Each line from the one that has "of the window" through the end of the entries below must be written out exactly; leave out all other lines.
--- INPUT FOR THIS TASK ---
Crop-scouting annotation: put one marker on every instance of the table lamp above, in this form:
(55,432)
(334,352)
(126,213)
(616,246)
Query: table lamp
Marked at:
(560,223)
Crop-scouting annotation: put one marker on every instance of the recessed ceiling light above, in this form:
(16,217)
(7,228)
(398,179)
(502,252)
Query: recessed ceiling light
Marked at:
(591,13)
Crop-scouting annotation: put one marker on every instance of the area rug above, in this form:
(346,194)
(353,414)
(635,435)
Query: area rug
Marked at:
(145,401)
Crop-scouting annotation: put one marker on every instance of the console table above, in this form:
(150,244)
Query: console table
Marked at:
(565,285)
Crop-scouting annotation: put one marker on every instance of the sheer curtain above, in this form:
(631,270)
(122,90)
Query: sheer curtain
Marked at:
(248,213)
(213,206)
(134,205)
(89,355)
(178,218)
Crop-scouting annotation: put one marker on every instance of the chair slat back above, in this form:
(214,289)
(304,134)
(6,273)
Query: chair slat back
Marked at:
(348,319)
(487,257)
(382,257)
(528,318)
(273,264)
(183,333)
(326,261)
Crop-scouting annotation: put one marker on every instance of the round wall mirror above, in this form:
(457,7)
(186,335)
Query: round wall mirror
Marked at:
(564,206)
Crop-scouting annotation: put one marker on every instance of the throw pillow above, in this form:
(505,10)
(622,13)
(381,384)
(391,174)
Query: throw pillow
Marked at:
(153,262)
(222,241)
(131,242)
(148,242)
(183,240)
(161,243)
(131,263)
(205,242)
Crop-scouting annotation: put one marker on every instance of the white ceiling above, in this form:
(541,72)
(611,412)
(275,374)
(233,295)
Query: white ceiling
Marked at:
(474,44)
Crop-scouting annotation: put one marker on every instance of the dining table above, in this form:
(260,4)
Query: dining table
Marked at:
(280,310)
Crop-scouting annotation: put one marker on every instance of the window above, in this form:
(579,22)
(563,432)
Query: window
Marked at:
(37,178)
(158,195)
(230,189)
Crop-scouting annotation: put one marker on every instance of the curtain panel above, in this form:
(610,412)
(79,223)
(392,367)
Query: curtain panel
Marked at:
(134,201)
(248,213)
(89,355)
---
RESPONSE BELOW:
Crop-scouting annotation: put one marker on every instance of the window above, in this form:
(579,22)
(563,432)
Query: window
Marked at:
(37,178)
(158,195)
(230,189)
Crop-scouting annotation: put one marker on every instance of the curtain panel above, in this form:
(610,412)
(79,223)
(392,367)
Query: curtain panel
Marked at:
(134,201)
(248,213)
(89,355)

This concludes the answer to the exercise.